# Birthday Coming Around the Bend? Happy Birthday To You!



## Meanderer (Jun 1, 2014)

New Member Marty has a birthday on June 3rd...Happy 60th Marty!    BDBoop has a birthday coming in 2 weeks...Happy birthday BD!

Anyone else have a birthday coming 'round the bend? Have no fear....they are a "piece of cake"!


----------



## JustBonee (Jun 1, 2014)

June Birthdays  ...


----------



## avrp (Jun 1, 2014)

* How nice of you :love_heart: Thank you so very much!! *


----------



## Meanderer (Jun 9, 2014)

View attachment 7469


----------



## Ina (Jun 9, 2014)

I think today is Fern's birthday. I saw it at the bottom of the forums page.


----------



## JustBonee (Jun 10, 2014)

Thursday is George H.W. Bush 90th birthday ..  he likes CRAZY socks ... 

You can make  and send him a pair online .. http://happybirthday41.com/

:cheers:


----------



## Meanderer (Jun 10, 2014)

Bonnie said:


> Thursday is George H.W. Bush 90th birthday ..



In his later years, he reminds me more and more of John Wayne"


----------



## nan (Jun 10, 2014)

Happy Birthday Fern, and to all other members that might be having a birthday this month.


----------



## SeaBreeze (Jun 24, 2014)

*Happy Birthday Mrs. Robinson!*

*HAPPY BIRTHDAY MRS. ROBINSON!
Hope you have a wonderful day!


*​


----------



## Falcon (Jun 24, 2014)

:happybday:  Mrs. Robinson.


----------



## Ina (Jun 24, 2014)

Happy Birthday Mrs. Robinson!!!:birthday:


----------



## Meanderer (Jun 24, 2014)

Happy Birthday Mrs. Robinson!


----------



## SeaBreeze (Jun 24, 2014)

*Happy Belated Birthday to Fern and Marty!  Hope you both had a great day!


*


----------



## drifter (Jun 24, 2014)

Happy birthday to marty and others who have a birthday. And to President HW Bush, I salute him. Not many can match him. Happy Birthday, Mr President.


----------



## Mollie (Jun 24, 2014)

Happy Birthday Mrs Robinson.

**Your tasks**
- a) Copy the part of the birthday thread between "Happy Birthday Fern, and" and "a wonderful day!", inclusive.
- b) Put this sentence from the birthday thread into Spanish: "I saw it at the bottom of the forums page."
- c) Carry the birthday thread forward from its final post.

**Given data**
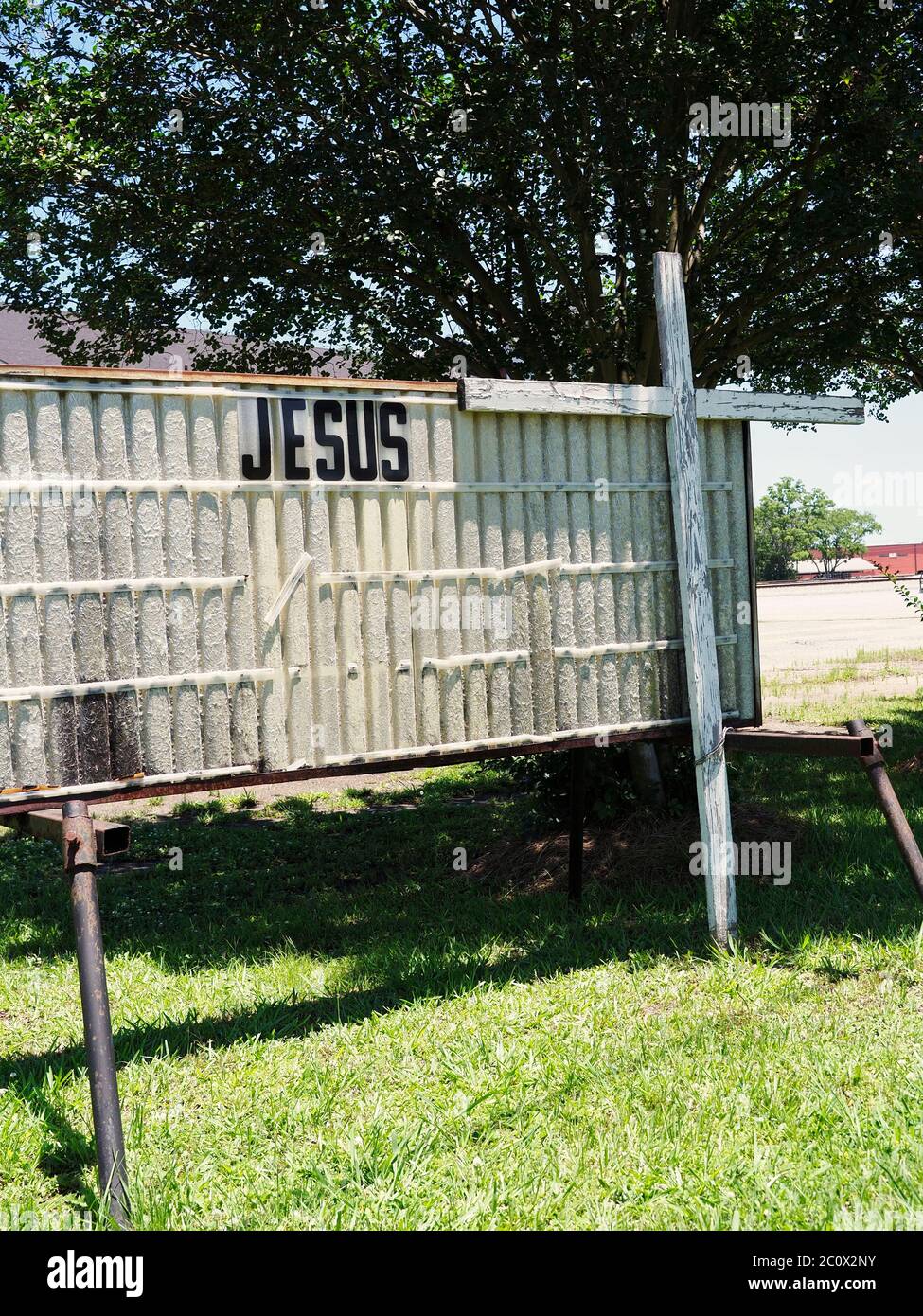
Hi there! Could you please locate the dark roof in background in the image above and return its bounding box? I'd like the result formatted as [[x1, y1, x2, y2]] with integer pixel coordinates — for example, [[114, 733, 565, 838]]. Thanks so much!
[[0, 310, 350, 379]]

**In response**
- a)
Happy Birthday Fern, and to all other members that might be having a birthday this month.


----------



## SeaBreeze (Jun 24, 2014)

*Happy Birthday Mrs. Robinson!*

*HAPPY BIRTHDAY MRS. ROBINSON!
Hope you have a wonderful day!

- b) Lo vi en la parte inferior de la página de los foros.

- c)
----------



## Mrs. Robinson (Jun 24, 2014)

Thank you all!! Waiting for hubby to get home (he took off early today) and we`ll go have lunch and not sure what else. Then getting together with all the kids at our fave Mexican place for a late dinner (after football practice-the grandson`s,not mine  We have a brand new granddaughter,born last Monday,so she`ll be there too. Can`t get enough of her,of course.


----------



## Harley (Jun 24, 2014)

_*Mrs Robinson..*_


----------



## GeorgiaXplant (Jun 24, 2014)

Happy Birthday! So you're going out for dinner, too...hmmm. In that case, what time is best for us to show up for cake and ice cream. 8 too early?


----------



## SeaBreeze (Jun 24, 2014)

Congrats on your new grandbaby Mrs. Robinson, and enjoy your dinner out!  I'm always in the mood for Mexican food, lol.


----------



## Misty (Jun 24, 2014)

Happy Birthday, Mrs. Robinson.  Best Wishes for Much Happiness on your Special Day, and Congratulations on your new Granddaughter.


----------



## Ina (Jun 26, 2014)

Happy Birthday Bdboop!!!  ...   :birthday::cool1:


----------



## SeaBreeze (Jun 26, 2014)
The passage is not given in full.